● Selected excerpt:

# Preprocessing EEG data
In the last tutorial, we have seen that the raw data is hardly readable as contaminated by various artifacts. In this tutorial, we implement some methods to denoise EEG data, using the same data files as last time.

In [1]:
import mne
import matplotlib.pyplot as plt
import numpy as np
%matplotlib notebook

## Import data
Follow the tutorial from last week to import the raw data files in a `eegdata` variable. No need to epoch yet: for the reasons mentionned in the associated lecture, it is better to apply the first preprocessing steps on the full recording sequence. Visualize once again the PSD.

In [2]:
datapath = "D:/PhD/EEG data/face is left button_instructions/participant 115/115_bloc_1.vhdr"
eegdata = mne.io.read_raw_brainvision(datapath,preload=True)

Extracting parameters from D:/PhD/EEG data/face is left button_instructions/participant 115/115_bloc_1.vhdr...
Setting channel info structure...
Reading 0 ... 350839  =      0.000 ...   350.839 secs...


# Filter data
Apply a 3-35Hz bandpass filter to the raw data (use the method `eegdata.filter($f_{low}$,$f_{high}$)`) and look how the PSD changed. What do you notice?

Try changing some of the parameters of the filter (refer to the documentation), and in particular the method and the phase of the filter. Compare the performances: advantage of each method, drawbacks. Take into account the computation time too.

In [3]:
eegdata.filter(3.,35.,)

Filtering raw data in 1 contiguous segment
Setting up band-pass filter from 3 - 35 Hz

FIR filter parameters
---------------------
Designing a one-pass, zero-phase, non-causal bandpass filter:
- Windowed time-domain design (firwin) method
- Hamming window with 0.0194 passband ripple and 53 dB stopband attenuation
- Lower passband edge: 3.00
- Lower transition bandwidth: 2.00 Hz (-6 dB cutoff frequency: 2.00 Hz)
- Upper passband edge: 35.00 Hz
- Upper transition bandwidth: 8.75 Hz (-6 dB cutoff frequency: 39.38 Hz)
- Filter length: 1651 samples (1.651 sec)



<RawBrainVision | 115_bloc_1.eeg, 32 x 350840 (350.8 s), ~85.7 MB, data loaded>

## Epoching
Extract epochs between -0.5 to 2 seconds from the stimulus (markers `10` and `20`).

In [4]:
event_id=[10,20]

events, event_dict = mne.events_from_annotations(eegdata)
evt_ix=np.where(events[:,2]==event_id[0])
for ix in range(1,len(event_id)):
    evt_ix=np.hstack((evt_ix, np.where(events[:,2]==event_id[ix])))

● Supplied records:
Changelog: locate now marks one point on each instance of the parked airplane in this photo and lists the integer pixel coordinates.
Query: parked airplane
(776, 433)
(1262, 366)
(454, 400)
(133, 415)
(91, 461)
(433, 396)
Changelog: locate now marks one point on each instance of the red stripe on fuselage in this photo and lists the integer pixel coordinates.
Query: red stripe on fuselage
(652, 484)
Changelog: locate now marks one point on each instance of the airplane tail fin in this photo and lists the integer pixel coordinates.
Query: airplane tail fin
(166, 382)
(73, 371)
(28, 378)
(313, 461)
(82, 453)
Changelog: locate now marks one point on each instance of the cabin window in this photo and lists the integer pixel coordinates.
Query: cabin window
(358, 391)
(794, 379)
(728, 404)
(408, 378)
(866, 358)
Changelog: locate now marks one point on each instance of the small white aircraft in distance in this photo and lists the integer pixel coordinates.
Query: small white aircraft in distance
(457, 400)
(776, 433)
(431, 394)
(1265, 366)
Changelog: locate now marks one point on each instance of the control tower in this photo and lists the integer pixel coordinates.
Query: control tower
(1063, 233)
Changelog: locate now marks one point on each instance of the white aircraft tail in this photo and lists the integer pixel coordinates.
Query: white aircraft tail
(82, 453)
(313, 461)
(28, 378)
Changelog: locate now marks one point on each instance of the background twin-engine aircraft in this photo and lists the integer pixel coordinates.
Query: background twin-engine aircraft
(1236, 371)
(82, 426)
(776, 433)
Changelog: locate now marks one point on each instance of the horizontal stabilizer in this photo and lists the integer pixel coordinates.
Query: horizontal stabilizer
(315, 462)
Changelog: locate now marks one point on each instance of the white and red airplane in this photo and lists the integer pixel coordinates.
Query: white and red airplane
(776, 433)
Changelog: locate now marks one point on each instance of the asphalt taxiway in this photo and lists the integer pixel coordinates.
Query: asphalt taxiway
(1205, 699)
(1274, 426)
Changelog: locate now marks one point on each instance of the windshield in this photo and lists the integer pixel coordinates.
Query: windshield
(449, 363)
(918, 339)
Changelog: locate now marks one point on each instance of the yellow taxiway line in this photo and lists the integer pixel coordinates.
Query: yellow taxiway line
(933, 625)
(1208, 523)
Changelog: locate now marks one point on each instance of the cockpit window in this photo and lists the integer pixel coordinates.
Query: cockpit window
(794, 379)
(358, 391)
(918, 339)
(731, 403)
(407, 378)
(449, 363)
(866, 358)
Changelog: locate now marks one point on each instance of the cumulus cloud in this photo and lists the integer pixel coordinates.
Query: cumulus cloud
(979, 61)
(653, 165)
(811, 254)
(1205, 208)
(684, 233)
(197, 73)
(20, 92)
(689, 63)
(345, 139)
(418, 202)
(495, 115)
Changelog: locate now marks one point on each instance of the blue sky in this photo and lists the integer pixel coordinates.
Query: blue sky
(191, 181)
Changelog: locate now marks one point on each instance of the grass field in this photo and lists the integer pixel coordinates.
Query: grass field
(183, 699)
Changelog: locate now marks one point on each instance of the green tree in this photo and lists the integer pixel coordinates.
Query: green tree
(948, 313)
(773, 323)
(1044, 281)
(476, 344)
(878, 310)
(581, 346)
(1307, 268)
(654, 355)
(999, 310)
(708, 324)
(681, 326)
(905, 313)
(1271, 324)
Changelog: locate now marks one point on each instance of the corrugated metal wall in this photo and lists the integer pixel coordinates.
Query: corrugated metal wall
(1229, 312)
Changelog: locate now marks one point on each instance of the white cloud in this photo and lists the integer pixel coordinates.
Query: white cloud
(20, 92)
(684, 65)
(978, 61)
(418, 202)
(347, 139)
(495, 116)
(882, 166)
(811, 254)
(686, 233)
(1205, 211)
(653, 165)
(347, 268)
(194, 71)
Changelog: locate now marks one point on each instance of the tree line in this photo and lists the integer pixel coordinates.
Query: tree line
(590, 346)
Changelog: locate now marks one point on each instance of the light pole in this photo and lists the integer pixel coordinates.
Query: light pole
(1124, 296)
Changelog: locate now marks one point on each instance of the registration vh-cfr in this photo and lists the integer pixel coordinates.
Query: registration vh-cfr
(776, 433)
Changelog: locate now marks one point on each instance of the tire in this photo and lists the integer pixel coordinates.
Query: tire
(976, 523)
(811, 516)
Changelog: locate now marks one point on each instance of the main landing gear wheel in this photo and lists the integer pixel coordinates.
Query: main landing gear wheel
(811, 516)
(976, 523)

* * *

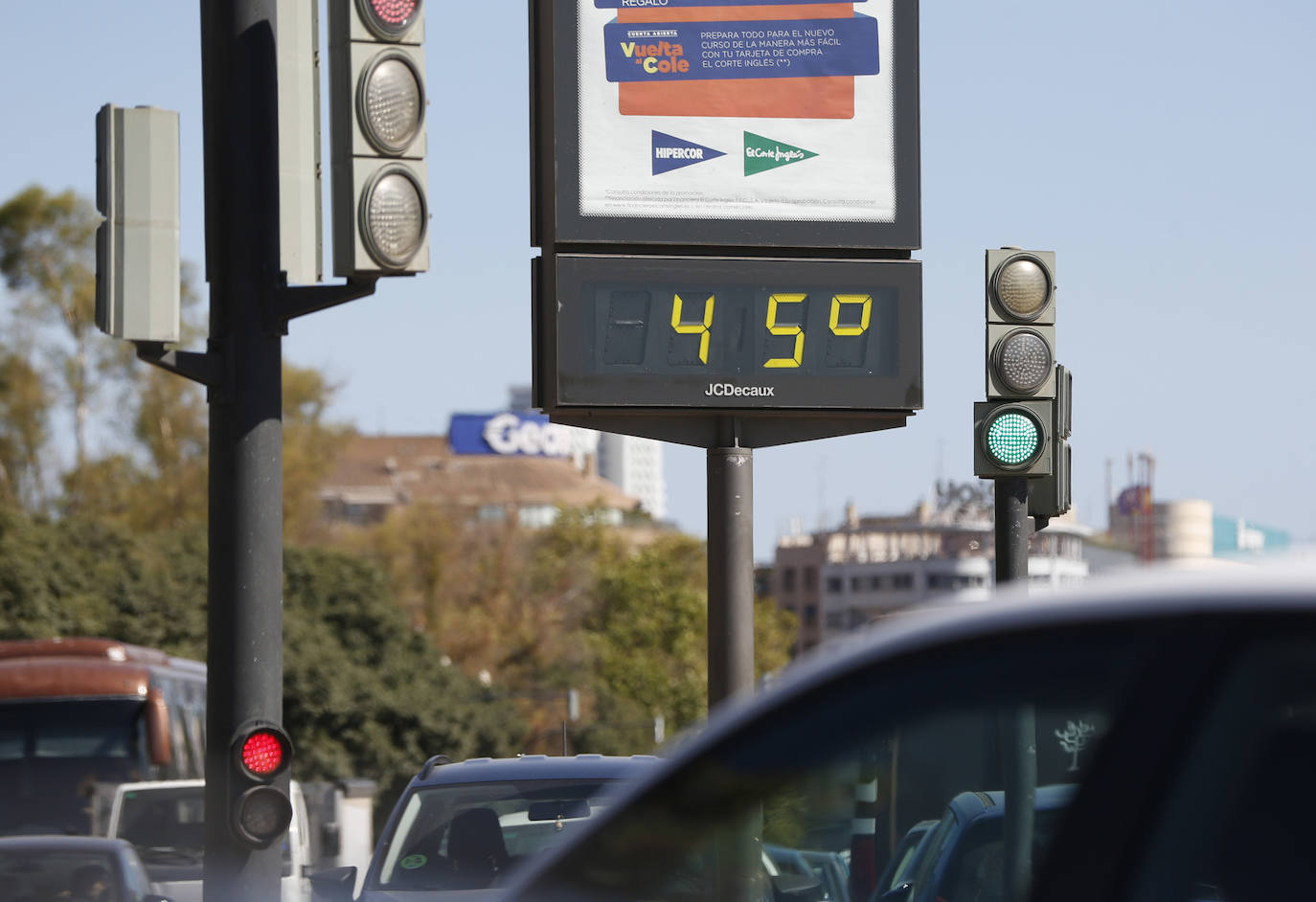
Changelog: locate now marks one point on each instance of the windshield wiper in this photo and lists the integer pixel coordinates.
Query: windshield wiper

---

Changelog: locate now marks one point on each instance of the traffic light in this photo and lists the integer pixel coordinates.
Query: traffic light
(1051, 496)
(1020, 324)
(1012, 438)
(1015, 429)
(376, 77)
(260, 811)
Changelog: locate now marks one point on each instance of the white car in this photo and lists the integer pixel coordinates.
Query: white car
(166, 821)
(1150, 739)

● Task instructions:
- 1) Answer these questions using the EEG preprocessing tutorial.
(a) What frequency range does the bandpass filter the tutorial asks you to apply keep?
(b) Between which times, relative to the stimulus, should the epochs be extracted?
(c) What filter length, in samples, does the filter output report?
- 2) In the EEG preprocessing tutorial, rewrite the part starting with "Reading 0 ..." and going on through "computation time too.", switching "PSD" to "power spectrum".
- 3) Continue the EEG preprocessing tutorial from where it stops.

● Final answers:
- 1)
(a) 3 to 35 Hz
(b) From -0.5 to 2 seconds
(c) 1651 samples (1.651 sec)

- 2)
Reading 0 ... 350839  =      0.000 ...   350.839 secs...


# Filter data
Apply a 3-35Hz bandpass filter to the raw data (use the method `eegdata.filter($f_{low}$,$f_{high}$)`) and look how the power spectrum changed. What do you notice?

Try changing some of the parameters of the filter (refer to the documentation), and in particular the method and the phase of the filter. Compare the performances: advantage of each method, drawbacks. Take into account the computation time too.

- 3)
stim_events=np.squeeze(events[evt_ix])
stim_events=np.sort(stim_events.view('int,int,int'), order=['f1'], axis=0).view(np.int)


ep=mne.Epochs(eegdata, stim_events, event_id, tmin=- 0.5, tmax=2, baseline=None, preload=True)

Used Annotations descriptions: ['Comment/actiCAP Data On', 'New Segment/', 'Stimulus/S 10', 'Stimulus/S 20', 'Stimulus/S 33', 'Stimulus/S 43', 'Stimulus/S 53', 'Stimulus/S110', 'Stimulus/S111', 'Stimulus/S120', 'Stimulus/S121', 'Stimulus/S124']
Not setting metadata
Not setting metadata
60 matching events found
No baseline correction applied
0 projection items activated
Loading data for 60 events and 2501 original time points ...
0 bad epochs dropped


## Channel rejection and interpolation
Look into the data if there are channels that disfunctionned.

In [5]:
#ep.plot(block=True,scalings='auto')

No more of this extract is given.